List of tasks |
1. According to the stroke article, what share of stroke survivors in Nigeria die within three months?
2. From the stroke article, reproduce word for word the part that opens with the words "Stroke has been" and closes with "proper stroke care.".
3. List every measure that the stroke article quotes Rita Melifonwu naming as able to substantially improve stroke outcomes.

Selected text |
=== Begin Enclosure ===

Stroke Action Nigeria has partnered the World Stroke Organisation to take action, drive awareness and push for better access to stroke treatment in Nigeria as part of activities to mark the 2016 World Stroke Day.
Stroke has been identified as the leading cause of death globally. According to research, every two seconds, someone has a stroke, and unfortunately many do not receive proper stroke care.
The Chief Executive Officer of the Stroke Acton Nigeria, Rita Melifonwu, who recently received an Individual Achievement Award at the 10th World Stroke Congress, Hyderabrad, India, said, “Recognising the signs of stroke early and treating it as a medical emergency with admission to a specialised stroke unit and access to the best professional care can substantially improve outcomes.”
Currently in Nigeria, stroke has reached epidemic proportions, affecting over 190,000 people a year. This is an estimate since there is no effective stroke registry to capture national incidence data on stroke. About 60 per cent of stroke survivors in Nigeria die within three months, a further 30 per cent die within 12 months and the few survivors end up with severe disability.

=== End Enclosure ===

(Stored records)
=== Begin Enclosure ===

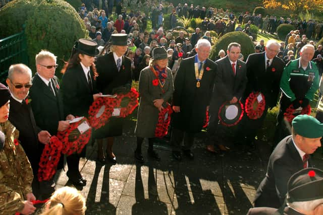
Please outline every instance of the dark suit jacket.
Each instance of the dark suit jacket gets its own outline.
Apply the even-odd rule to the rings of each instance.
[[[51,80],[56,96],[37,73],[32,79],[29,95],[36,124],[52,135],[57,134],[59,121],[64,120],[64,113],[59,80],[56,76]]]
[[[243,61],[237,61],[235,76],[228,56],[217,60],[216,63],[217,75],[210,107],[211,109],[216,106],[219,108],[234,97],[241,99],[247,84],[246,64]]]
[[[80,64],[68,68],[62,80],[61,92],[64,104],[65,116],[87,116],[89,107],[93,102],[93,95],[98,93],[92,69],[90,70],[93,91],[88,85]]]
[[[199,132],[203,126],[216,73],[215,63],[207,59],[200,87],[197,88],[195,57],[182,60],[176,75],[173,94],[174,105],[181,108],[181,112],[173,113],[174,127],[193,133]]]
[[[111,94],[114,88],[131,84],[131,61],[128,58],[123,56],[119,71],[112,52],[97,57],[95,65],[99,74],[97,89],[103,94]]]
[[[311,166],[310,158],[308,164]],[[292,136],[287,136],[278,144],[269,158],[266,176],[255,195],[255,206],[279,208],[287,192],[288,180],[303,169],[302,158]]]
[[[22,104],[11,97],[9,121],[19,131],[20,144],[30,162],[34,175],[36,175],[43,147],[38,142],[38,133],[41,129],[36,125],[30,105]]]
[[[253,91],[260,91],[264,95],[266,107],[272,108],[277,104],[280,83],[285,63],[275,56],[266,70],[265,52],[249,55],[246,61],[248,82],[245,99]]]

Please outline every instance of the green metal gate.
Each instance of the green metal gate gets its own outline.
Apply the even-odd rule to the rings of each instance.
[[[11,65],[15,63],[28,65],[27,41],[25,32],[0,40],[0,82],[5,83]]]

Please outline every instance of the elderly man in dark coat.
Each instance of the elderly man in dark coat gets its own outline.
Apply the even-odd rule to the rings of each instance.
[[[197,42],[197,54],[182,61],[174,83],[175,111],[172,142],[173,156],[182,159],[180,146],[184,139],[184,154],[191,159],[194,134],[200,131],[208,109],[216,75],[216,65],[208,58],[211,44],[206,39]]]

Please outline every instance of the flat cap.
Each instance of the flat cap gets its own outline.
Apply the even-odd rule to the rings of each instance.
[[[307,138],[318,138],[323,136],[323,124],[309,115],[299,115],[294,118],[292,125],[295,132]]]

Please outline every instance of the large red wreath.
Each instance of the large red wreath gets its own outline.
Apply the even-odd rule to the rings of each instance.
[[[139,104],[139,94],[135,88],[131,88],[127,93],[121,93],[117,96],[117,103],[112,108],[120,108],[120,117],[126,117],[132,113]]]
[[[219,117],[219,120],[220,120],[221,124],[223,124],[223,125],[225,125],[228,127],[231,127],[239,123],[239,122],[240,122],[241,120],[241,119],[242,119],[242,117],[243,116],[243,105],[242,104],[241,102],[240,102],[240,101],[238,102],[237,104],[240,105],[240,107],[241,109],[241,113],[240,113],[240,115],[239,116],[239,118],[238,118],[238,120],[237,120],[236,121],[235,121],[233,123],[228,124],[225,122],[225,121],[224,120],[224,119],[222,118],[222,116],[221,115],[221,112],[222,111],[222,109],[224,107],[225,105],[228,105],[228,103],[225,102],[222,104],[222,105],[221,105],[220,109],[219,109],[218,117]]]
[[[92,128],[90,127],[83,133],[80,133],[77,129],[78,126],[84,122],[86,122],[89,125],[88,121],[84,117],[77,122],[70,124],[70,126],[67,129],[57,133],[59,139],[64,143],[62,150],[63,154],[68,156],[75,152],[80,154],[88,142],[91,137]]]
[[[262,100],[258,102],[257,98],[259,93],[261,95]],[[263,94],[258,92],[250,93],[246,100],[245,106],[247,116],[251,119],[257,119],[260,118],[263,113],[265,106],[266,102]]]
[[[168,127],[171,123],[171,115],[173,109],[169,104],[158,114],[158,122],[155,129],[155,136],[162,138],[167,134]],[[167,117],[166,117],[167,114]]]
[[[300,103],[302,103],[301,101],[300,101]],[[284,113],[284,117],[289,122],[292,122],[293,119],[298,115],[300,114],[307,114],[309,115],[311,114],[312,109],[309,105],[307,105],[307,106],[303,107],[300,113],[295,113],[295,109],[294,108],[293,104],[291,104],[289,107],[286,109],[285,113]]]
[[[56,136],[50,137],[49,143],[45,146],[39,162],[39,181],[48,181],[55,175],[63,147],[63,143]]]
[[[89,109],[88,118],[91,127],[98,129],[106,123],[112,115],[113,104],[111,104],[111,103],[115,100],[116,99],[111,98],[99,97],[93,102]],[[103,105],[105,106],[105,109],[103,113],[97,117],[99,111]]]

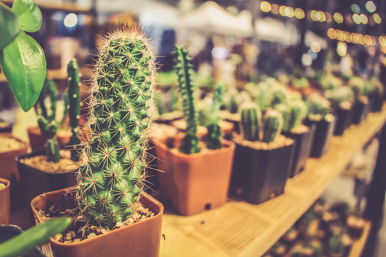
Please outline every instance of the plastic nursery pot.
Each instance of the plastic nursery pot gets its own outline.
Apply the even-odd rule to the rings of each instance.
[[[37,195],[73,186],[76,182],[76,169],[51,173],[34,168],[21,161],[21,160],[39,155],[44,155],[45,149],[34,151],[16,158],[17,168],[20,172],[20,184],[24,192],[27,203]]]
[[[342,135],[345,131],[351,125],[352,118],[352,108],[337,109],[335,111],[335,118],[336,119],[335,128],[334,129],[334,135]]]
[[[0,178],[0,183],[5,185],[5,188],[0,189],[0,224],[11,223],[11,203],[9,198],[9,181]],[[0,242],[2,242],[0,233]]]
[[[45,209],[47,203],[60,206],[62,195],[66,191],[74,195],[73,187],[43,194],[34,198],[31,207],[36,224],[43,220],[38,213],[39,209]],[[50,243],[55,257],[155,257],[159,254],[162,238],[161,227],[164,206],[146,193],[141,195],[140,201],[152,211],[154,216],[149,219],[115,229],[105,234],[80,242],[64,243],[52,238]]]
[[[11,202],[12,206],[15,206],[23,201],[23,196],[20,189],[20,175],[17,166],[15,162],[17,156],[25,154],[28,145],[27,143],[15,137],[10,133],[0,134],[0,137],[12,137],[22,143],[21,146],[10,151],[0,152],[0,178],[9,180],[10,182]],[[1,202],[0,202],[1,203]]]
[[[23,233],[21,228],[15,225],[0,225],[0,243]],[[15,246],[15,247],[16,246]],[[25,254],[24,257],[46,257],[40,247]]]
[[[351,123],[358,124],[366,118],[369,112],[369,103],[357,101],[352,107],[352,117]]]
[[[335,127],[336,118],[332,122],[325,120],[315,122],[307,120],[305,123],[310,125],[312,124],[316,125],[310,157],[320,157],[328,149]]]
[[[257,150],[236,143],[230,183],[232,191],[253,204],[284,193],[295,142],[269,150]]]
[[[235,145],[191,154],[156,141],[161,191],[180,215],[188,216],[221,206],[227,201]]]
[[[293,178],[304,170],[307,159],[310,156],[312,147],[316,125],[311,124],[308,131],[301,134],[283,132],[282,134],[295,140],[296,143],[293,160],[290,167],[288,178]]]

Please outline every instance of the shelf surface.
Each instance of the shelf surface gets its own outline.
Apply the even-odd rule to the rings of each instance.
[[[230,199],[222,207],[188,217],[166,208],[162,225],[166,238],[161,242],[160,256],[262,255],[320,197],[385,120],[386,105],[343,136],[334,137],[327,152],[308,159],[305,171],[288,180],[284,194],[264,203]]]

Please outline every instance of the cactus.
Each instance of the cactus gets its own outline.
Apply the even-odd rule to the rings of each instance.
[[[60,159],[59,145],[55,138],[60,123],[56,120],[58,91],[55,83],[46,78],[39,98],[34,105],[40,131],[47,139],[46,155],[47,160],[57,162]],[[64,106],[65,117],[67,106]]]
[[[260,140],[261,111],[253,104],[247,104],[241,110],[241,128],[244,138],[250,141]]]
[[[210,110],[210,122],[207,127],[208,142],[207,146],[209,149],[218,149],[221,148],[222,145],[220,140],[222,135],[218,124],[220,121],[218,112],[225,88],[225,83],[221,82],[218,82],[215,86],[213,103]]]
[[[71,159],[74,162],[79,161],[79,152],[76,150],[80,144],[79,119],[80,118],[80,79],[79,68],[75,58],[73,58],[67,66],[68,87],[67,89],[68,116],[72,134],[69,144],[73,150],[71,152]]]
[[[180,150],[185,154],[194,154],[200,152],[197,135],[197,118],[193,95],[195,87],[191,78],[193,75],[192,65],[189,63],[191,58],[188,56],[188,51],[183,47],[176,47],[174,52],[176,59],[175,69],[178,76],[178,82],[182,97],[184,115],[186,122],[185,136],[179,147]]]
[[[274,109],[268,109],[264,115],[262,142],[270,143],[274,141],[281,132],[283,126],[281,114]]]
[[[77,191],[83,215],[111,228],[130,216],[144,185],[155,93],[155,51],[148,35],[121,25],[99,48]]]

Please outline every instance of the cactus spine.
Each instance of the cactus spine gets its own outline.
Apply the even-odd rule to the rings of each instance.
[[[71,127],[71,138],[69,145],[73,150],[71,151],[71,159],[74,162],[79,160],[79,153],[76,150],[80,144],[79,119],[80,118],[80,79],[79,68],[75,58],[73,58],[67,66],[68,79],[68,116]]]
[[[261,111],[254,104],[246,105],[241,111],[241,127],[244,138],[251,141],[260,139]]]
[[[281,114],[273,109],[269,109],[264,115],[262,141],[270,143],[274,140],[280,134],[283,126],[283,117]]]
[[[194,154],[200,152],[200,139],[197,135],[198,121],[193,98],[195,87],[191,79],[193,72],[189,62],[191,58],[188,56],[188,52],[183,47],[176,46],[174,53],[176,71],[178,76],[184,115],[186,122],[185,136],[179,149],[185,154]]]
[[[217,82],[215,86],[213,103],[210,110],[210,122],[208,126],[208,142],[207,146],[209,149],[218,149],[222,146],[221,139],[222,136],[219,122],[218,112],[222,101],[225,85],[222,82]]]
[[[95,65],[77,198],[83,215],[106,228],[129,216],[144,186],[156,69],[151,41],[139,27],[122,25]]]

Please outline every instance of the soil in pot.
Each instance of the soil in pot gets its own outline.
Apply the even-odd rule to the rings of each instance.
[[[295,142],[279,135],[271,143],[234,138],[236,144],[230,188],[251,203],[261,203],[284,193]]]
[[[134,213],[110,230],[93,225],[80,215],[76,194],[74,188],[67,188],[44,194],[31,203],[37,224],[61,216],[73,218],[69,229],[50,239],[56,257],[123,257],[128,253],[130,256],[158,256],[163,213],[160,203],[142,194]]]
[[[315,124],[312,124],[310,127],[302,125],[296,128],[296,130],[290,132],[282,132],[286,137],[295,139],[296,142],[295,152],[290,167],[289,178],[293,178],[304,169],[307,159],[311,153],[316,127]]]

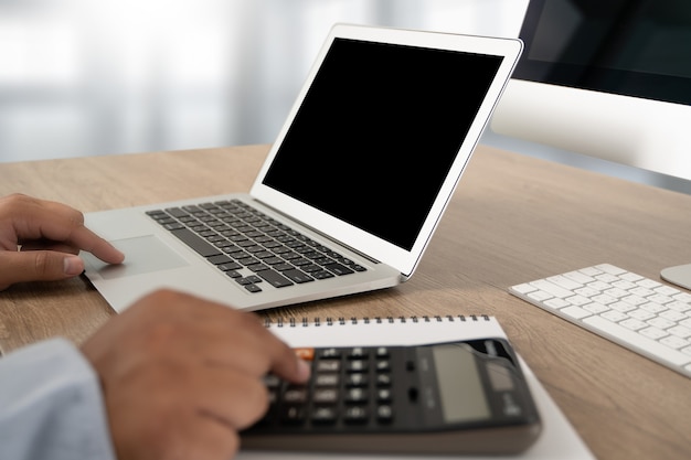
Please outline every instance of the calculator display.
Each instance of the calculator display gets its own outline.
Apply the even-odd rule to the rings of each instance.
[[[432,349],[444,421],[454,424],[490,418],[475,356],[458,344]]]

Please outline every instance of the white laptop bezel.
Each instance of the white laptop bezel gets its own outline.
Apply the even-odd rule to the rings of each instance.
[[[327,54],[327,51],[336,38],[412,45],[418,47],[454,50],[504,57],[489,90],[487,92],[487,96],[482,101],[472,125],[470,126],[456,161],[451,165],[449,174],[439,190],[439,194],[435,200],[411,250],[403,249],[353,225],[339,221],[327,213],[306,205],[305,203],[287,196],[262,183],[274,157],[278,151],[278,147],[286,136],[293,119],[295,118],[320,64]],[[480,135],[482,133],[482,130],[485,129],[485,126],[487,125],[489,117],[491,116],[491,113],[501,93],[503,92],[511,73],[513,72],[513,67],[515,66],[518,57],[522,51],[522,42],[514,39],[497,39],[381,29],[351,24],[336,24],[331,29],[323,46],[319,51],[315,64],[307,76],[306,84],[302,86],[295,105],[288,114],[285,125],[280,129],[276,141],[272,146],[268,157],[252,186],[251,194],[261,202],[264,202],[274,208],[281,210],[281,212],[290,216],[300,216],[299,221],[305,225],[308,225],[316,231],[339,240],[341,244],[368,255],[369,257],[387,264],[401,271],[403,276],[410,277],[415,270],[415,267],[417,266],[421,256],[427,246],[434,229],[436,228],[448,200],[453,195],[456,184],[458,183],[458,180],[463,174],[472,151],[475,150],[478,139],[480,138]],[[459,84],[463,83],[459,82]],[[404,200],[405,197],[402,196],[401,199]]]

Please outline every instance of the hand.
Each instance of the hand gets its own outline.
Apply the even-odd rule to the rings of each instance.
[[[109,264],[125,258],[84,226],[77,210],[22,194],[0,197],[0,290],[14,282],[82,274],[84,261],[76,256],[81,249]]]
[[[100,376],[117,456],[128,460],[227,460],[237,431],[268,407],[262,377],[309,377],[255,315],[172,291],[111,318],[82,352]]]

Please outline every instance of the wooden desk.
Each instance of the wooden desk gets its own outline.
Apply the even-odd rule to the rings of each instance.
[[[266,146],[0,164],[21,191],[84,212],[244,192]],[[691,458],[691,381],[507,292],[612,263],[658,278],[691,261],[691,196],[480,147],[414,277],[401,287],[261,314],[498,317],[599,459]],[[85,279],[0,292],[0,347],[79,342],[111,310]]]

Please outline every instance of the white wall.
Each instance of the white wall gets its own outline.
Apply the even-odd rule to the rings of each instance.
[[[517,36],[528,0],[0,0],[0,161],[272,142],[334,22]]]

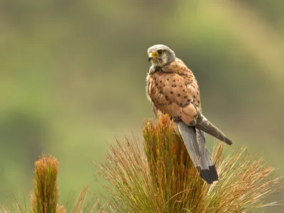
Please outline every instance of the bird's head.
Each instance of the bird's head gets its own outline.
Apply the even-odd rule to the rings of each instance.
[[[148,49],[148,60],[154,66],[163,67],[175,59],[175,53],[166,45],[155,45]]]

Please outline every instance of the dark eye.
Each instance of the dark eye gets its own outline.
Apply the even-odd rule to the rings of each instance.
[[[157,50],[157,55],[163,55],[163,53],[164,53],[164,51],[163,50]]]

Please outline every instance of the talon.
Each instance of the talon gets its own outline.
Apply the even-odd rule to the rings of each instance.
[[[190,126],[195,126],[196,124],[196,120],[194,119],[193,121],[190,121]]]

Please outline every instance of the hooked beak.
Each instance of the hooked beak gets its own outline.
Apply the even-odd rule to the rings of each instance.
[[[148,55],[148,60],[150,62],[152,59],[156,59],[155,55],[153,53],[150,53],[149,55]]]

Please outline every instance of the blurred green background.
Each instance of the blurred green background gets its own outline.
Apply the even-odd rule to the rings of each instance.
[[[283,10],[281,0],[1,1],[1,202],[28,195],[42,153],[60,161],[62,204],[83,185],[104,192],[92,160],[114,137],[143,141],[146,50],[158,43],[194,72],[230,149],[248,146],[284,175]]]

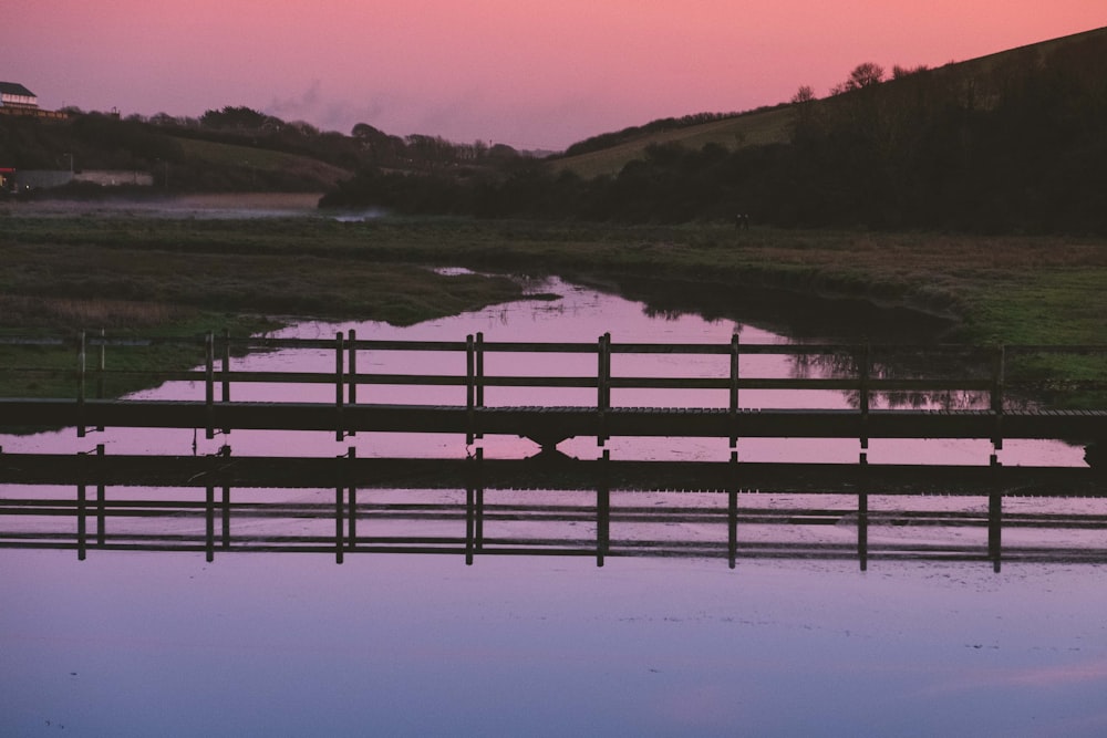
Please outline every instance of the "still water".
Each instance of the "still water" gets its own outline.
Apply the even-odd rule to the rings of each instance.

=== End Enclosure ===

Numbered answers |
1. About 60 percent.

2.
Stroke has been identified as the leading cause of death globally. According to research, every two seconds, someone has a stroke, and unfortunately many do not receive proper stroke care.

3.
- Recognising the signs of stroke early
- Treating it as a medical emergency
- Admission to a specialised stroke unit
- Access to the best professional care